→ **DOCUMENT**:
::::

I'm sorry to hear of your ailments.
 
Akiva Weinberger
Akiva Weinberger
6:15 PM
$x+1=\sqrt{(x^2+2x)+1}$
 
Sha Vuklia
Sha Vuklia
Guys, how can I show that if $xa+yb=1$, then $\gcd(a,b)=1$, without resorting too much to Euclid's extended algorithm? If I have to use Euclid's algorithm, I would use the fact that Euclid's algorithm yields the smallest possible value such that $x'a+y'b=\gcd(a,b)$, but I haven't shown this yet (it's an exercise in our book, but I haven't done it). However, I'd rather avoid doing that exercise now, if there is a quicker way to show it?
 
Akiva Weinberger
Akiva Weinberger
That means $x+1=1+\frac12(x^2+2x)-\frac18(x^2+2x)^2+\dotsb$ in the ring of formal power series
 
Abcd
Abcd
anyone?
 
Astyx
Astyx
What's your definition of $\gcd$ ?
 
Akiva Weinberger
Akiva Weinberger
No convergence issues because each coefficient has finitely many terms contributing to it
 
Astyx
Astyx
6:16 PM
If $d|a$ and $d|b$ then $d| ax+yb$ for all $x,y$
 
Dodsy
Dodsy
Akiva
 
Akiva Weinberger
Akiva Weinberger
Yeah?
 
Sha Vuklia
Sha Vuklia
let me check @Astyx
 
Dodsy
Dodsy
so we can write this as $-4.9t^2+2.86t$ ?
 
Akiva Weinberger
Akiva Weinberger
${}+4$, since you start four units up, I think
 
Dodsy
Dodsy
6:17 PM
true.
 
Akiva Weinberger
Akiva Weinberger
But that's the right idea
 
Sha Vuklia
Sha Vuklia
@Astyx they just define it as the greatest number that divides both $a$ en $b$
 
Astyx
Astyx
Then see what I said above
 
Akiva Weinberger
Akiva Weinberger
I don't know how you got your velocity but I assume it has to do with trig
 
Dodsy
Dodsy
yeah
the simple trig
 
Sha Vuklia
Sha Vuklia
6:18 PM
oh shit
thanks @Astyx
 
Astyx
Astyx
Glad to help
 
Sha Vuklia
Sha Vuklia
that is indeed the easier approach I was looking for :P
 
Dodsy
Dodsy
my computer is being really "laggy"
 
Akiva Weinberger
Akiva Weinberger
$\dfrac1{\gcd(a,b)}=\dfrac{xa+yb}{\gcd(a,b)}=x\dfrac a{\gcd(a,b)}+y\dfrac b{\gcd(a,b)}$ must be an integer @ShaVuklia
so $\gcd(a,b)$ must equal $1$
 
Sha Vuklia
Sha Vuklia
oh wowwww
 
Akiva Weinberger
Akiva Weinberger
6:20 PM
(Essentially the same as what Astyx wrote)

::::

→ **SOURCE MATERIAL**:
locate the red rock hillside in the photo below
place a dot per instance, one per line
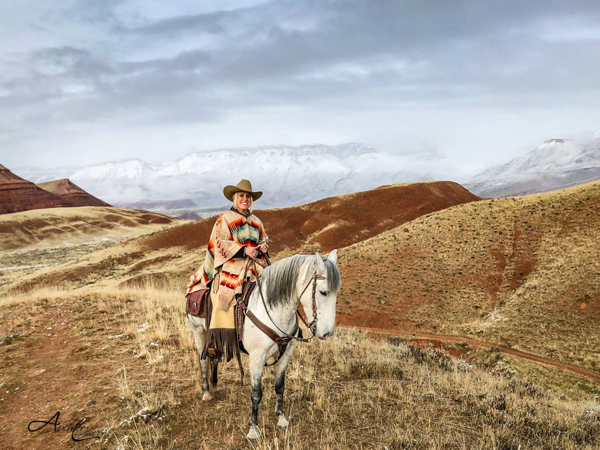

::::

→ **GIVEN PROBLEM A**:
Return the passage of the chat transcript from "I'm sorry to" to "to show it?", copied word for word.
→ **GIVEN PROBLEM B**:
In the chat transcript, condense the message beginning "Guys, how can I show that" into a shorter version that keeps its main points.
The listing has no role in this exercise.

→ **CORRECT RESULT A**:
I'm sorry to hear of your ailments.
 
Akiva Weinberger
Akiva Weinberger
6:15 PM
$x+1=\sqrt{(x^2+2x)+1}$
 
Sha Vuklia
Sha Vuklia
Guys, how can I show that if $xa+yb=1$, then $\gcd(a,b)=1$, without resorting too much to Euclid's extended algorithm? If I have to use Euclid's algorithm, I would use the fact that Euclid's algorithm yields the smallest possible value such that $x'a+y'b=\gcd(a,b)$, but I haven't shown this yet (it's an exercise in our book, but I haven't done it). However, I'd rather avoid doing that exercise now, if there is a quicker way to show it?

→ **CORRECT RESULT B**:
The writer asks for a way to prove that if $xa+yb=1$, then $\gcd(a,b)=1$, without depending heavily on Euclid's extended algorithm. Using that algorithm would require the fact that it yields the smallest possible value such that $x'a+y'b=\gcd(a,b)$. The writer has not yet shown this fact, which is an exercise in their book, and would prefer a quicker approach.